SUPPLIED PASSAGE START

Human postcranial morphology varies with climate and geography (ecogeography), a pattern that has long been associated with thermoregulatory adaptation. The thermoregulatory imperative model of postcranial evolution suggests that groups living in colder climates have evolved stouter bodies to reduce their surface area/volume ratio, while the opposite is true for groups in the tropics. Recent applications of quantitative genetics methods to human postcranial evolution have allowed researchers to move beyond testing whether limb lengths and measures of body size adhere to ecogeographic expectations, and begin disentangling the natural selection from neutral evolutionary processes.
However, these have continued to model postcranial traits as if they were evolving independently. By examining human evolution on a trait-by-trait basis, researchers fail to account for evolution due to changes in correlated morphology. In addition, while these studies are able to identify the direction and magnitude of selective effects, they have yet to identify the source of that selective pressure, often relying on latitude as a problematic proxy for “climate.” In this dissertation, I use quantitative genetic methods to elucidate the role of trait covariation in the evolution of the human postcranium, as well as explore the variables that drive directional selection. Using a large, globally-dispersed sample of human skeletal material, in addition to microsatellite and temperature data, I estimate the selection gradients driving among-group differentiation, compare indices of evolvability across regions, and examine the environmental variables influencing postcranial evolution.

SUPPLIED PASSAGE END
AVAILABLE DATA START

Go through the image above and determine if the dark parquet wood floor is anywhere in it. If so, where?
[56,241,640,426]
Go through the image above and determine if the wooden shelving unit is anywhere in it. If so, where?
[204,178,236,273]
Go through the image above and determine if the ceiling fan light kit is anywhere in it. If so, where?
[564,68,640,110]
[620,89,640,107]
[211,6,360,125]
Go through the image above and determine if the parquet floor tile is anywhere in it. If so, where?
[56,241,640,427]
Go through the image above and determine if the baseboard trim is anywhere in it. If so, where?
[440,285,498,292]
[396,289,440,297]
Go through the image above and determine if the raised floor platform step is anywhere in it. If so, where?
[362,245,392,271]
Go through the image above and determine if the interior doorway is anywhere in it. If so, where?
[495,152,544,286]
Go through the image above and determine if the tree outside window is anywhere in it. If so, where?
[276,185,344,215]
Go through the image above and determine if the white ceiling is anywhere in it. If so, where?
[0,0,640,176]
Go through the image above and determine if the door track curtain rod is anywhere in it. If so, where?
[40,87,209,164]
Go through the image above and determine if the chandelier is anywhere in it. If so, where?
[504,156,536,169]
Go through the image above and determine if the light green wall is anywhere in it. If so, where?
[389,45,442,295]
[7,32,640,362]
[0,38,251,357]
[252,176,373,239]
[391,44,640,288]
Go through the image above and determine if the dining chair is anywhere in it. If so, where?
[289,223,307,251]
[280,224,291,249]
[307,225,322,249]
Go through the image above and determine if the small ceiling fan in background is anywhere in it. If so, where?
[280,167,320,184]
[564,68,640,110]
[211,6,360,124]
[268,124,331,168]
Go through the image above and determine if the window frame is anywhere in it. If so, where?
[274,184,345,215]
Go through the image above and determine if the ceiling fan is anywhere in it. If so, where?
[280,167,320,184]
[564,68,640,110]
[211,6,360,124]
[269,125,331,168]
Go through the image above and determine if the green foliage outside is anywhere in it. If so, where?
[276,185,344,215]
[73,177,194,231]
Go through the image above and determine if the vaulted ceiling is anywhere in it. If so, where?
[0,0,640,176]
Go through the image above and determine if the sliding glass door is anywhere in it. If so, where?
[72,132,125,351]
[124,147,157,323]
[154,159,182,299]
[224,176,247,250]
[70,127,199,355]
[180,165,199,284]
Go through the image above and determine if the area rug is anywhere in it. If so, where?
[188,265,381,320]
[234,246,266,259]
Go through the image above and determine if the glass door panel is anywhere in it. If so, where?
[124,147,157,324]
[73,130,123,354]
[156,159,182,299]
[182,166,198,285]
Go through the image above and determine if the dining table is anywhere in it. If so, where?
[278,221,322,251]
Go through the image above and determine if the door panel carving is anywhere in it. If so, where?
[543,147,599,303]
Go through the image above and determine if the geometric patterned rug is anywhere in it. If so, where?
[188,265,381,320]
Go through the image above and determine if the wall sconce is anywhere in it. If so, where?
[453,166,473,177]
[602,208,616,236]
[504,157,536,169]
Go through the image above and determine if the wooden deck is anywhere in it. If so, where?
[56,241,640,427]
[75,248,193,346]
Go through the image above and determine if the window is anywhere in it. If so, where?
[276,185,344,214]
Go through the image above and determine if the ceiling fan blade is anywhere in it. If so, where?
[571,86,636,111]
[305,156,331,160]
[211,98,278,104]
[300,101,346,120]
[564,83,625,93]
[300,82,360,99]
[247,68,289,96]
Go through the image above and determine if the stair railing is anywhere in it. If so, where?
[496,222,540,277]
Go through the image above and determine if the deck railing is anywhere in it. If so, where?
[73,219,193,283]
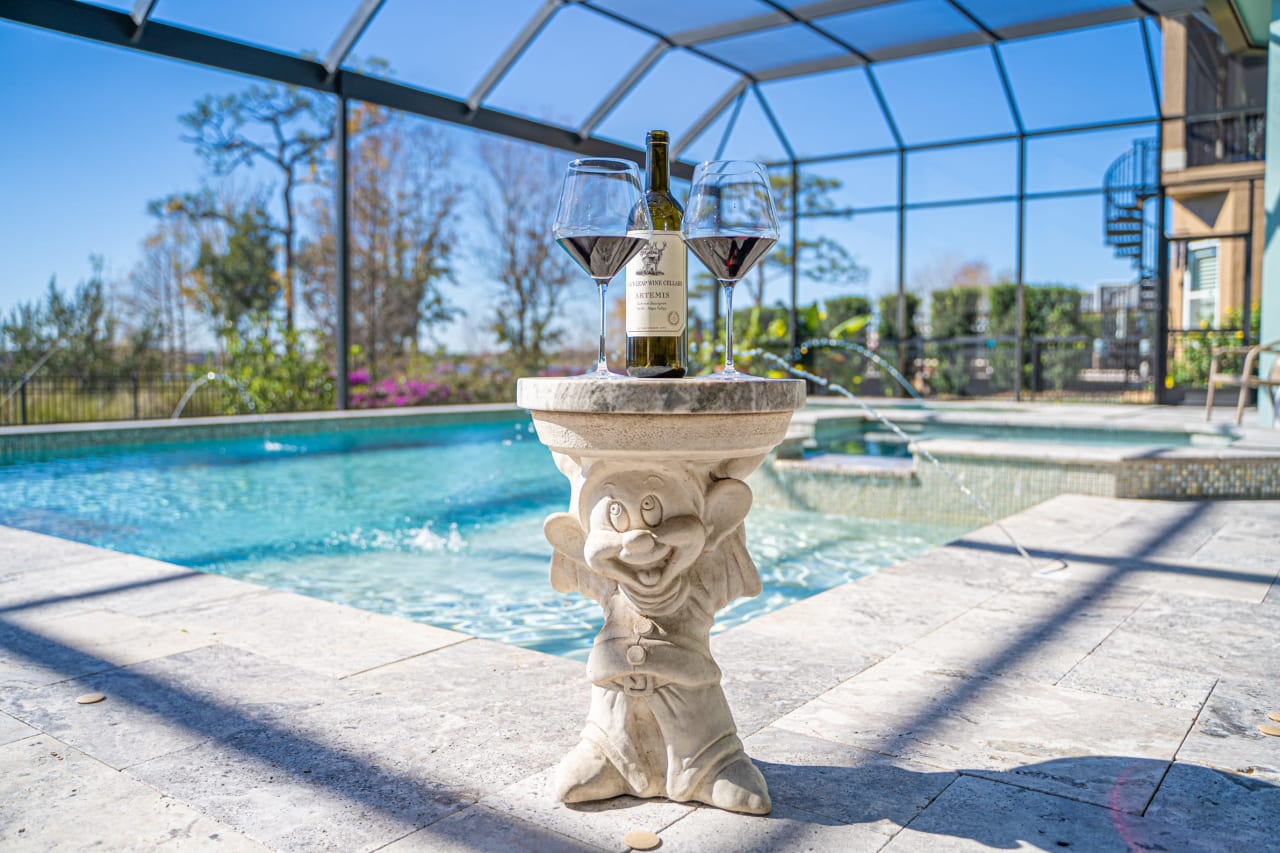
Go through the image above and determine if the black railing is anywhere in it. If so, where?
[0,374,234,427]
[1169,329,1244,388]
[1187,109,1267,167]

AVAILABLE DATA END

TASKS TO COMPLETE
a. In the dissertation abstract on human postcranial evolution, can you switch "stouter" to "stockier" and give the part again starting with "Human postcranial morphology" and going on through "neutral evolutionary processes."?
b. Can you condense the paragraph of the dissertation abstract that begins "However, these have continued" into a shorter version that keeps its main facts?
c. Could you write the next part of the dissertation abstract on human postcranial evolution, picking up after its last sentence?

PER-TASK ANSWERS
a.
Human postcranial morphology varies with climate and geography (ecogeography), a pattern that has long been associated with thermoregulatory adaptation. The thermoregulatory imperative model of postcranial evolution suggests that groups living in colder climates have evolved stockier bodies to reduce their surface area/volume ratio, while the opposite is true for groups in the tropics. Recent applications of quantitative genetics methods to human postcranial evolution have allowed researchers to move beyond testing whether limb lengths and measures of body size adhere to ecogeographic expectations, and begin disentangling the natural selection from neutral evolutionary processes.

b. Earlier quantitative genetic studies treated postcranial traits as evolving independently, which ignores evolution driven by changes in correlated morphology. They also measured the direction and size of selection without finding its source, often using latitude as a flawed stand-in for climate. This dissertation uses quantitative genetic methods to study how trait covariation shapes human postcranial evolution and which variables drive directional selection. Drawing on a large, global skeletal sample plus microsatellite and temperature data, it estimates the selection gradients behind differences among groups, compares evolvability across regions, and examines the environmental variables that influence postcranial evolution.

c.
Results indicate that 1. trait covariation plays an important role in shaping evolutionary response, 2. human groups may demonstrate emergent differentiation in evolvability across regions , and 3. the selective pressures acting on the postcranium are likely synergistic, complicating simplistic interpretations of the thermoregulatory imperative model. These findings have implications for our understanding of modern human variation, suggesting the need to develop multivariate models in which the reciprocal effects of multiple environmental variables can be examined on the covariance structure of multiple traits. Results also add to the growing evidence that population-specific trait covariance prevents evolutionary interpretations founded on modern humans to be meaningfully translated to ancient hominin lineages.